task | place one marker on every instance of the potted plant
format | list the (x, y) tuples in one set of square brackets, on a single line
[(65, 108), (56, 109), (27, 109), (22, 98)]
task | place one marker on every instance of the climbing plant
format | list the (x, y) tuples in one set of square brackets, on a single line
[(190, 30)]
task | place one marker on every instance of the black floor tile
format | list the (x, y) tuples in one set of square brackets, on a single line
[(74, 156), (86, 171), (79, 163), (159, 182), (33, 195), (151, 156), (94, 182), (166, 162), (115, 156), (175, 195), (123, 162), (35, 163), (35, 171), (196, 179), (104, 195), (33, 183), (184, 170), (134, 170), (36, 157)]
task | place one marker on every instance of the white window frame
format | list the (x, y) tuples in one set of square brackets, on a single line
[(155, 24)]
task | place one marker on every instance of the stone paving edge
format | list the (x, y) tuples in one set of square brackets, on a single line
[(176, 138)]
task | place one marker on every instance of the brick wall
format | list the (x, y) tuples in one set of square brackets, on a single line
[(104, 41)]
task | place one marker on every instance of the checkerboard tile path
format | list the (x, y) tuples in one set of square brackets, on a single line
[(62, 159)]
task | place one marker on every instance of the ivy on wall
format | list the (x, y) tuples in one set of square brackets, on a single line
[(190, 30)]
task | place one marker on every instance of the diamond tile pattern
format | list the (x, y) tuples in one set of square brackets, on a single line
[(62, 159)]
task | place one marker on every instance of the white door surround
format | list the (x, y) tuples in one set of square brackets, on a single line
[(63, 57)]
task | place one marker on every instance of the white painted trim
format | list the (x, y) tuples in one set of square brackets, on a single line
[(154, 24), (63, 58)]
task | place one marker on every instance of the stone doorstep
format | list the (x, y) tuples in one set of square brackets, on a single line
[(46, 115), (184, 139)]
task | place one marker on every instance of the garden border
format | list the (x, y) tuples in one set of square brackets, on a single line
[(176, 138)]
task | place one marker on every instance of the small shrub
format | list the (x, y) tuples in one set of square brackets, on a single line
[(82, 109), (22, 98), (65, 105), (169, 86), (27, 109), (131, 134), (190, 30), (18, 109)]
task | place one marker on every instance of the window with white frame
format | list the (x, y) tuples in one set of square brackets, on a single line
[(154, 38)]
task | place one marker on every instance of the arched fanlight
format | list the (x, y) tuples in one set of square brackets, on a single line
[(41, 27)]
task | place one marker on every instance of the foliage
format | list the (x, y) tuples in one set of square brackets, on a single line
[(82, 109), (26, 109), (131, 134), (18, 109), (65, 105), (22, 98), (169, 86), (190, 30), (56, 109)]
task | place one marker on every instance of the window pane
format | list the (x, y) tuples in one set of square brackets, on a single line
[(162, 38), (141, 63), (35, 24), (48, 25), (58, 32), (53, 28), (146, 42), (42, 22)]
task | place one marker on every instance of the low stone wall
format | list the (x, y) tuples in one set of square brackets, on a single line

------

● **What needs to be done**
Please copy the line that contains "task | place one marker on every instance of the foliage" and each line after it through the end of the records, exactly, and no other lines.

● **Written response**
task | place one marker on every instance of the foliage
format | list the (x, y) tuples in one set of square brackets, on a single line
[(82, 109), (26, 109), (131, 134), (18, 109), (65, 105), (22, 98), (169, 86), (190, 30), (56, 109)]
task | place one marker on every instance of the window pane
format | list the (x, y) tuples in one set of square brackets, on a single line
[(162, 38), (141, 63), (35, 24), (48, 25), (58, 32), (53, 28), (146, 42), (42, 22)]
task | place one marker on every instance of the low stone wall
format | list the (x, y) tuples in one set of square brackets, on a single line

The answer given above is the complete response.